-- GIVEN PASSAGE --
Re: Some -serious- BPF-related litmus tests

From: Andrii Nakryiko
Date: Fri May 29 2020 - 16:02:08 EST


On Fri, May 29, 2020 at 5:36 AM Peter Zijlstra <peterz@xxxxxxxxxxxxx> wrote:
>
> On Thu, May 28, 2020 at 10:14:21PM -0700, Andrii Nakryiko wrote:
>
> > There is another cluster of applications which are unnecessarily more
> > complicated just for the fact that there is no ordering between
> > correlated events that happen on different CPUs. Per-CPU buffers are
> > not well suited for such cases, unfortunately.
>
> And yet, I've been debugging concurrency issues with ftrace for well
> over a decade.
>
> In fact, adding a spinlock in the mix will make a certain class of
> concurrency problems go-away! because you introduce artificial
> serialization between CPUs.
>
> Heck, even the ftrace buffer can sometimes make problems go way just
> because of the overhead of tracing itself changes the timing.

-- RECORDED INFORMATION --
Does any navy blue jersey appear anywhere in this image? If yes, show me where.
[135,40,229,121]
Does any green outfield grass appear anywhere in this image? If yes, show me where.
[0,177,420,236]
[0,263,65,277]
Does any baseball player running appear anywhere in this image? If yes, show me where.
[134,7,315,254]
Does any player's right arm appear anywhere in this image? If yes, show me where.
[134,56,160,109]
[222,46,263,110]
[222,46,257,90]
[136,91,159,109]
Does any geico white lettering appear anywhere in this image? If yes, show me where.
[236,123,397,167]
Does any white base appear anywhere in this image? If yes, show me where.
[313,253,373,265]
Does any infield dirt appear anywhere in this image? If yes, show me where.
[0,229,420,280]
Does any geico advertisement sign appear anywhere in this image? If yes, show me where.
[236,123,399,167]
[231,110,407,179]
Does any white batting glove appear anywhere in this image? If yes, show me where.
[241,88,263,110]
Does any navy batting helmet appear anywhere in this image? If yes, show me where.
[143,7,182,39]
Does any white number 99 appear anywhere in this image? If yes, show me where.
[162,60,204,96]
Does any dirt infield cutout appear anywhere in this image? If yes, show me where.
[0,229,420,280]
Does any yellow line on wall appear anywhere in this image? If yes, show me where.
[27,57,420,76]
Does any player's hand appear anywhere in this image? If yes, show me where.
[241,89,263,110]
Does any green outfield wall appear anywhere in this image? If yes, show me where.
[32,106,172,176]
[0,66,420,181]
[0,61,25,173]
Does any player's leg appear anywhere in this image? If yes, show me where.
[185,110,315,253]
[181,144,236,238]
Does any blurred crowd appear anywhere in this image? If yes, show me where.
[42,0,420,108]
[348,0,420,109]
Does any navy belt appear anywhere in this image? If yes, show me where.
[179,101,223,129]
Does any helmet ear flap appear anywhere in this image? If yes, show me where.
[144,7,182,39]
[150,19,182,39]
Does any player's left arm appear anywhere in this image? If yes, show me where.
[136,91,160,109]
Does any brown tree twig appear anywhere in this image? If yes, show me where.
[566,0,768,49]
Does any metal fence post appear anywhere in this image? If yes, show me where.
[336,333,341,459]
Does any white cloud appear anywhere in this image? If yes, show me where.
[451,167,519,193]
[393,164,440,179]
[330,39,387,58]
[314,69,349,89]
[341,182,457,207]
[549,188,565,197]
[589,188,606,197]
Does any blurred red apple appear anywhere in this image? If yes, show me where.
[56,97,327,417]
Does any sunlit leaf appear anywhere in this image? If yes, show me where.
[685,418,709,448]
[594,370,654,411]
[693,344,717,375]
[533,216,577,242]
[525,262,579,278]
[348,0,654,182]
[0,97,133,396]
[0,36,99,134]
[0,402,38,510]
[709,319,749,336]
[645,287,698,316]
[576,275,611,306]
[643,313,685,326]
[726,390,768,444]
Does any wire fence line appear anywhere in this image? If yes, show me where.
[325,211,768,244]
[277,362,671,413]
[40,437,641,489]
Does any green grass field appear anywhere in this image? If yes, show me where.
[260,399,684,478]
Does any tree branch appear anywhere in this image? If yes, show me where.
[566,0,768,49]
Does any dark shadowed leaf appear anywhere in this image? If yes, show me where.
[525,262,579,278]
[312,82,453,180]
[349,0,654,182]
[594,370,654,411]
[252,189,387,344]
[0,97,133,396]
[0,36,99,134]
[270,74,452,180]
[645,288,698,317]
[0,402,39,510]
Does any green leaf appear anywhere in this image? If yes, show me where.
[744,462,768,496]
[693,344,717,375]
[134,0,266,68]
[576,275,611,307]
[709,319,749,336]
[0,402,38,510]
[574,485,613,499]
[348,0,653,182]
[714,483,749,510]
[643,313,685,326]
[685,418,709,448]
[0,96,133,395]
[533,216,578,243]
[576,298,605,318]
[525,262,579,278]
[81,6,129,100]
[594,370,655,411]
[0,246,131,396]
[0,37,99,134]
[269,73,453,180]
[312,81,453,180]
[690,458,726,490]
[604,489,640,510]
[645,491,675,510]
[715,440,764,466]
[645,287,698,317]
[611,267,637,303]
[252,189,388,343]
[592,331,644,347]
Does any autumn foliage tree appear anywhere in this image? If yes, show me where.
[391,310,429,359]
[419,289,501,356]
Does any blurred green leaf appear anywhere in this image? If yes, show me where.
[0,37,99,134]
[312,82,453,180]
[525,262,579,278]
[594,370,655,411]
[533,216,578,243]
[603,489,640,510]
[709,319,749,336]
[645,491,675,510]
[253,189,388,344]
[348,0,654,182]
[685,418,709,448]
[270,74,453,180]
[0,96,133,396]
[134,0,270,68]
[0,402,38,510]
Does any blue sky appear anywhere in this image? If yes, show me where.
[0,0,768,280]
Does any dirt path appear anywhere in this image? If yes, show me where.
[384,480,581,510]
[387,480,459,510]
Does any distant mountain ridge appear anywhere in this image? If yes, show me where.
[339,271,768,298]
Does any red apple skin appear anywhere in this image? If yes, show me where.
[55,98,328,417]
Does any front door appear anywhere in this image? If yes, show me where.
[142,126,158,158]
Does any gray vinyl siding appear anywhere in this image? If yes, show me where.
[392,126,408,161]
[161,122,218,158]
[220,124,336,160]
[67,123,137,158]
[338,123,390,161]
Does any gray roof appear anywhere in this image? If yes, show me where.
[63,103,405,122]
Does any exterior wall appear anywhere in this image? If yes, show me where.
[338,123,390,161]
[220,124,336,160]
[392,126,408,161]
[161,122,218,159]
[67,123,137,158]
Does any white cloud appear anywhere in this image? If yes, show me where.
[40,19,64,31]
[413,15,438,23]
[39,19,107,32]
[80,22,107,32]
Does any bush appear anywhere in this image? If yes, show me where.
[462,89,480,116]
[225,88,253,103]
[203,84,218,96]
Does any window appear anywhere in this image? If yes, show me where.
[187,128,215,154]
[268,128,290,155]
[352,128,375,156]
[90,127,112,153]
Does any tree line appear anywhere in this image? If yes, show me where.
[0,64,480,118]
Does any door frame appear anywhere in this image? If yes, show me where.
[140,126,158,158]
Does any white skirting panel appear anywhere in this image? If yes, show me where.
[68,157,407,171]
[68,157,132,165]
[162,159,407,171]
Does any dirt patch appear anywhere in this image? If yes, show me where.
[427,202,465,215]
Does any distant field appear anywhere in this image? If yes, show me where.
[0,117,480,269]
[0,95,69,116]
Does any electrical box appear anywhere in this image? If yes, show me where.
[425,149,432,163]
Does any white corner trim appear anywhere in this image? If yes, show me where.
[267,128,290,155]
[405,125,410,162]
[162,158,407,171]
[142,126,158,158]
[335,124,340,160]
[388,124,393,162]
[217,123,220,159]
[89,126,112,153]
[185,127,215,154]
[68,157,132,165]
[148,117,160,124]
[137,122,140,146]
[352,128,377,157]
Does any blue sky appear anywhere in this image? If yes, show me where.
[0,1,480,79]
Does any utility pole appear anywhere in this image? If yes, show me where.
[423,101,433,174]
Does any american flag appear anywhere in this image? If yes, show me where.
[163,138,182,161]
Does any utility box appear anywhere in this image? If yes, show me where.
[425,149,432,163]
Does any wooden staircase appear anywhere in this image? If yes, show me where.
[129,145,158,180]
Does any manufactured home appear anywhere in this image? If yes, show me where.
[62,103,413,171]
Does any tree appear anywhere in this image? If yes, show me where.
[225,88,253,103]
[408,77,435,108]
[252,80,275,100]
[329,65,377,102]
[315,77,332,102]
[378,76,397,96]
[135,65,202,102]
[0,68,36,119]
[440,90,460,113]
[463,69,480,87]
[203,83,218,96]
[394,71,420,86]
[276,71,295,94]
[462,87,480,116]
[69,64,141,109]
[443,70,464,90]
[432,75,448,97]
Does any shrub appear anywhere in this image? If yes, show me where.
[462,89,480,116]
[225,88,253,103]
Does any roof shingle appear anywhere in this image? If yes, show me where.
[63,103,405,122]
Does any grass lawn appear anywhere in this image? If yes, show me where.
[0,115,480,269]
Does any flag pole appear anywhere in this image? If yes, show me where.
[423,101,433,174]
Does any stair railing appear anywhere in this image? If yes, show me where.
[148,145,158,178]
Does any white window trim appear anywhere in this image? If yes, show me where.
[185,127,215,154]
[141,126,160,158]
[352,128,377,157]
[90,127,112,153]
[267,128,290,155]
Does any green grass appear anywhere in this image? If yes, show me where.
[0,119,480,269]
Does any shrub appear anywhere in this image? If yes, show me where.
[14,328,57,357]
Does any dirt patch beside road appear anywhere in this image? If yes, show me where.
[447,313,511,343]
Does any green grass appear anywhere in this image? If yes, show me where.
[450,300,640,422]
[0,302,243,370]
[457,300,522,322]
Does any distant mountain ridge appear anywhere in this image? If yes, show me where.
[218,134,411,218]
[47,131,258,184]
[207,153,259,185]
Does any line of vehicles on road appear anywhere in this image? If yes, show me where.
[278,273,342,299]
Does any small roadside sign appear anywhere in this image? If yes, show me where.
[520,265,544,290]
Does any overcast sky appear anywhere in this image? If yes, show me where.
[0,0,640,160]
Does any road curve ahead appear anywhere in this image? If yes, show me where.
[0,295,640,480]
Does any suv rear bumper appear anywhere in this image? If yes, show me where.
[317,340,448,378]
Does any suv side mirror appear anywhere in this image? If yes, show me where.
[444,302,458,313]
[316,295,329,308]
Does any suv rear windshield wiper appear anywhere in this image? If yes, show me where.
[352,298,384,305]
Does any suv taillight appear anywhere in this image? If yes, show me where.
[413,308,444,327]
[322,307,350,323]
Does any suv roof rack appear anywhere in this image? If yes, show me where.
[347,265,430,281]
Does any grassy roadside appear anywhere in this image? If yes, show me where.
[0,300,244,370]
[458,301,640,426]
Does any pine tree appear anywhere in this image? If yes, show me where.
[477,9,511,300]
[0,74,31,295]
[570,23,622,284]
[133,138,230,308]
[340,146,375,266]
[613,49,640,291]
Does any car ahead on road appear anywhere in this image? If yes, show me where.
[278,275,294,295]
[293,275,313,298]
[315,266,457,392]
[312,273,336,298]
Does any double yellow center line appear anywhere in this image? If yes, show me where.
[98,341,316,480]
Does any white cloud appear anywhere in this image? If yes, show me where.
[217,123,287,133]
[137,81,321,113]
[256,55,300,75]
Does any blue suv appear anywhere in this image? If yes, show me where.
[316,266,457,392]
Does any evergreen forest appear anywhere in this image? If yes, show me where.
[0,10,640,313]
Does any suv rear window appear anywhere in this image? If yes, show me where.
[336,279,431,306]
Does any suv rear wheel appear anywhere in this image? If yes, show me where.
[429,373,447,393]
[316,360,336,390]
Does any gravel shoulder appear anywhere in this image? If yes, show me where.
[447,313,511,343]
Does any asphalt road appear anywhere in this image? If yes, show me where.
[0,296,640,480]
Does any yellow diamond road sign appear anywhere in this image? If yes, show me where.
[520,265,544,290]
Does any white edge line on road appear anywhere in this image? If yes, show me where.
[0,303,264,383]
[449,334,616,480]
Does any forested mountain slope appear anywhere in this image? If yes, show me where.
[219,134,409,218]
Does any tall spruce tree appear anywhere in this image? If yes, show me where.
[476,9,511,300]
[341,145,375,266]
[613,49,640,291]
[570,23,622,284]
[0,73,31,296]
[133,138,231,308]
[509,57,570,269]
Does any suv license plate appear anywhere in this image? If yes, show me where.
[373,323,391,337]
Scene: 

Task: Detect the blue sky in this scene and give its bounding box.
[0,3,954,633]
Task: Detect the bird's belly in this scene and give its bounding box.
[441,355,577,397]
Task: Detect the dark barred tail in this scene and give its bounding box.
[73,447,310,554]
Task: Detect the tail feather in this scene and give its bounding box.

-- WRITTEN PROBLEM --
Pick up the mailing-list thread on BPF litmus tests after its last line and write how it goes on.

-- TASK OUTPUT --
>

All true, but seems like you are looking at this from purely tracing
perspective, especially with very high-frequency events. And that's a
very challenging domain for sure. But *a lot* of BPF applications
(actually all I'm aware of at Facebook and outside of it) trace and
collect much less high-frequency events, so they don't need to
sacrifice so much to get ultimate performance. Performance profiling,
which comes closest to what you are describing, is just one of many
uses.

> It is perfectly possible to reconstruct order with per-cpu buffers in so
> far as that there is order to begin with. Esp on modern CPUs that have
> synchronized TSC.
>
> Computers are not SC, pretending that events are is just a lie.

Right, with precise enough clock or some atomic in-kernel counter, you
can re-construct order in user-space. But that has its own downsides:
you need to send this counter over the wire with every sample (takes
more space, reducing amounf of "useful" payload you can fit in a ring
buffer), plus user-space re-sorting takes engineering effort and isn't
exactly trivial. Now multiply that by many teams who need this, and it
becomes a problem worth solving.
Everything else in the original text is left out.